EXERCISE AIM :: From first line to last, output the records below exactly.
^^^^
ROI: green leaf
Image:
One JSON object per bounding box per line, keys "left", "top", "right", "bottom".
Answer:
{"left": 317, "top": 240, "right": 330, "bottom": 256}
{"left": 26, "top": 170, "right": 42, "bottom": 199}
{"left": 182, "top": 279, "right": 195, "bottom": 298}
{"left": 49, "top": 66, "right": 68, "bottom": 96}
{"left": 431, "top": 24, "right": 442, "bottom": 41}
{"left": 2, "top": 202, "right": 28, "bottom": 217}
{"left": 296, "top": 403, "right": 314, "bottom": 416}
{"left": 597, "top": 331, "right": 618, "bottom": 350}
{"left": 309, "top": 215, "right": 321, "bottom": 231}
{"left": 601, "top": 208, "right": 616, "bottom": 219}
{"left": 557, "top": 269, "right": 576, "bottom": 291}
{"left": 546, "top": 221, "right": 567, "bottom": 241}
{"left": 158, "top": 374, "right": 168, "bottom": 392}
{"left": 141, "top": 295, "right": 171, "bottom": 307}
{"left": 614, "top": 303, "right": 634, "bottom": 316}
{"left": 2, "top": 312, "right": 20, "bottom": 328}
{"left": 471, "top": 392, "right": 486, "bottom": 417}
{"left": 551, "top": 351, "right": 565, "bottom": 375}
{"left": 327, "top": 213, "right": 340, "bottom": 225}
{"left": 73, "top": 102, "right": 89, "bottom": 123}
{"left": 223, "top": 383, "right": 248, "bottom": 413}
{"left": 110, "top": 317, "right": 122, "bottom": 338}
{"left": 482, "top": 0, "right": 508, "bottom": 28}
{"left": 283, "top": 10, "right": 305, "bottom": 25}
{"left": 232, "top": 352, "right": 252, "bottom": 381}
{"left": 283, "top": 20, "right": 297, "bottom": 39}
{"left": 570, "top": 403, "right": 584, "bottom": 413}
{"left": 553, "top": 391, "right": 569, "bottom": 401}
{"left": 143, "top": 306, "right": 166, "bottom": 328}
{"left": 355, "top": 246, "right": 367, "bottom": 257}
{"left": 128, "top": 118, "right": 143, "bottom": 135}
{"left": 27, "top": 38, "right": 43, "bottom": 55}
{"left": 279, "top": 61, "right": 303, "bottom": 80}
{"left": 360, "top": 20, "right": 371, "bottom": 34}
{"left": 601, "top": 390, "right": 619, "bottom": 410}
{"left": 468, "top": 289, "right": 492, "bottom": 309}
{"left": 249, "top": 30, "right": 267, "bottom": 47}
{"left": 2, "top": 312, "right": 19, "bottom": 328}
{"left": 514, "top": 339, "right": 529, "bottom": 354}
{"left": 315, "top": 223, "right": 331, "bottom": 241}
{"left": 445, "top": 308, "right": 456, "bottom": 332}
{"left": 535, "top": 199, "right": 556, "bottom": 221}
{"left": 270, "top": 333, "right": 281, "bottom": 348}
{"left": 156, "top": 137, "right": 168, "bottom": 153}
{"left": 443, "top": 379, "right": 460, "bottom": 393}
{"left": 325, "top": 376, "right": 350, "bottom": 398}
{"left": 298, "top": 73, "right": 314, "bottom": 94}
^^^^
ANSWER SPACE ::
ROI: green leaf
Image:
One JSON object per bounding box per line, keys "left", "top", "right", "bottom".
Answer:
{"left": 317, "top": 240, "right": 330, "bottom": 256}
{"left": 26, "top": 170, "right": 42, "bottom": 199}
{"left": 182, "top": 279, "right": 195, "bottom": 298}
{"left": 49, "top": 66, "right": 68, "bottom": 96}
{"left": 431, "top": 24, "right": 442, "bottom": 41}
{"left": 2, "top": 202, "right": 28, "bottom": 217}
{"left": 296, "top": 403, "right": 314, "bottom": 416}
{"left": 597, "top": 331, "right": 618, "bottom": 350}
{"left": 309, "top": 215, "right": 321, "bottom": 231}
{"left": 601, "top": 208, "right": 616, "bottom": 219}
{"left": 557, "top": 269, "right": 576, "bottom": 291}
{"left": 546, "top": 221, "right": 567, "bottom": 241}
{"left": 158, "top": 374, "right": 168, "bottom": 392}
{"left": 141, "top": 295, "right": 171, "bottom": 307}
{"left": 614, "top": 303, "right": 634, "bottom": 316}
{"left": 2, "top": 312, "right": 20, "bottom": 328}
{"left": 471, "top": 392, "right": 486, "bottom": 417}
{"left": 551, "top": 351, "right": 565, "bottom": 375}
{"left": 327, "top": 213, "right": 340, "bottom": 225}
{"left": 73, "top": 102, "right": 89, "bottom": 123}
{"left": 223, "top": 383, "right": 248, "bottom": 413}
{"left": 110, "top": 317, "right": 122, "bottom": 338}
{"left": 482, "top": 0, "right": 508, "bottom": 28}
{"left": 283, "top": 10, "right": 305, "bottom": 25}
{"left": 232, "top": 352, "right": 252, "bottom": 381}
{"left": 283, "top": 20, "right": 297, "bottom": 39}
{"left": 570, "top": 403, "right": 584, "bottom": 413}
{"left": 553, "top": 391, "right": 569, "bottom": 401}
{"left": 143, "top": 306, "right": 166, "bottom": 328}
{"left": 355, "top": 246, "right": 367, "bottom": 257}
{"left": 128, "top": 118, "right": 143, "bottom": 135}
{"left": 27, "top": 38, "right": 43, "bottom": 55}
{"left": 279, "top": 61, "right": 303, "bottom": 80}
{"left": 360, "top": 20, "right": 371, "bottom": 34}
{"left": 601, "top": 390, "right": 619, "bottom": 410}
{"left": 468, "top": 289, "right": 492, "bottom": 309}
{"left": 249, "top": 30, "right": 267, "bottom": 47}
{"left": 2, "top": 312, "right": 19, "bottom": 328}
{"left": 514, "top": 339, "right": 529, "bottom": 354}
{"left": 315, "top": 223, "right": 331, "bottom": 241}
{"left": 445, "top": 308, "right": 456, "bottom": 332}
{"left": 535, "top": 199, "right": 556, "bottom": 221}
{"left": 270, "top": 333, "right": 281, "bottom": 348}
{"left": 156, "top": 137, "right": 168, "bottom": 153}
{"left": 443, "top": 379, "right": 460, "bottom": 393}
{"left": 325, "top": 376, "right": 350, "bottom": 398}
{"left": 298, "top": 73, "right": 314, "bottom": 94}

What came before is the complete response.